Available data:
────────

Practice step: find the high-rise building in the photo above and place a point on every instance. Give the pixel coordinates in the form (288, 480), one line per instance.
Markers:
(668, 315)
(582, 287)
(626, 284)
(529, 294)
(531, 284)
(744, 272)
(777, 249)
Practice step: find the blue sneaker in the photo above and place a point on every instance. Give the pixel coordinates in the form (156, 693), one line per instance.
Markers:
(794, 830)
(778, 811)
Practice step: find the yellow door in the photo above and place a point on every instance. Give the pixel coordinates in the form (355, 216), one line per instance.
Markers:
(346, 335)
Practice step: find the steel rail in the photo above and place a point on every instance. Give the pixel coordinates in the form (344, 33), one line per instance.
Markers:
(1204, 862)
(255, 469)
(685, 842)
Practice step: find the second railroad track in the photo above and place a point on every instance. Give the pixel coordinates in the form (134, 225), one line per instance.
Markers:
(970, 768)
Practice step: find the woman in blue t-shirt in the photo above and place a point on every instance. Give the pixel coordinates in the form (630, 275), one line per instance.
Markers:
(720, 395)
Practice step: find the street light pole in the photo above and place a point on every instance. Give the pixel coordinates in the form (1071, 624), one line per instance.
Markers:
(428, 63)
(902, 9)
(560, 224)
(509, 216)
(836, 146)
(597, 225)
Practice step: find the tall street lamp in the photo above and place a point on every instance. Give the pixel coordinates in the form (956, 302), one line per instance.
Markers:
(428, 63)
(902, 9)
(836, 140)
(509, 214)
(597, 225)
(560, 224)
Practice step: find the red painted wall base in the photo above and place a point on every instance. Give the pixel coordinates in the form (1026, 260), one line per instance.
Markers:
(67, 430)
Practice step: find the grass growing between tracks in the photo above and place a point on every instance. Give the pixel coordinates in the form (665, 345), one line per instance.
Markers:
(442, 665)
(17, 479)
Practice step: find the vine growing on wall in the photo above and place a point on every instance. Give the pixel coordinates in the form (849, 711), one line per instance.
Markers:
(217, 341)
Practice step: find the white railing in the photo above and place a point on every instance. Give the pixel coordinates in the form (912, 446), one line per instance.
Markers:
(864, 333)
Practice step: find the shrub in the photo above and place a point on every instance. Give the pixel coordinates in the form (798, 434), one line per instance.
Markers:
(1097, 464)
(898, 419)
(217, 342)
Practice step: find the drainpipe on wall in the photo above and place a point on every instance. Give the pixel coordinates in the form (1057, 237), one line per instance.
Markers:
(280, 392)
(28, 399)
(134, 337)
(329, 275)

────────

Among the lines above, which contain the word "growing"? Copy every one.

Written response:
Practice step: find the grass growing between tracks in the photo above and place a point on every instance. Give the pixel coordinates in the form (665, 345), one line per instance.
Practice step: find the vine growing on wall in the photo above and place a point on every instance. Give the pixel coordinates in the form (849, 711), one line per instance.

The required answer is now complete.